[Coordinate labeling data]
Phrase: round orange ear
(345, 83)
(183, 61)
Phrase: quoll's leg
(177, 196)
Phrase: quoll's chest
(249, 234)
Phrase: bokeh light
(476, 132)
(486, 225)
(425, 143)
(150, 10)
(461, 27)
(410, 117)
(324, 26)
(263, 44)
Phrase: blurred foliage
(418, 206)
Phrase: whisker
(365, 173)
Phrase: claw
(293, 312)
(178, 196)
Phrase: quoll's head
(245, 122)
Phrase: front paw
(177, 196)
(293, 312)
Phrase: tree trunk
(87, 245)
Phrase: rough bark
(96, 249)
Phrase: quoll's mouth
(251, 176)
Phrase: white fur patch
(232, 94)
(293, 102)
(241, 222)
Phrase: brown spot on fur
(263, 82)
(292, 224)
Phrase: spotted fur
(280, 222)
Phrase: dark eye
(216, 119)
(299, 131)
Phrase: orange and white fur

Problem to work on:
Print the material above word for word, starting at the line with "Phrase: quoll's head" and continuing through the last line, with both ends included.

Solution for this problem:
Phrase: quoll's head
(245, 122)
Phrase: front paw
(177, 196)
(293, 312)
Phrase: tree trunk
(87, 245)
Phrase: rough bark
(96, 249)
Phrase: quoll's mouth
(251, 176)
Phrase: white fur patch
(232, 94)
(293, 102)
(241, 222)
Phrase: brown spot on fur
(263, 82)
(292, 224)
Phrase: spotted fur
(280, 222)
Phrase: dark eye
(216, 119)
(299, 131)
Phrase: orange and white fur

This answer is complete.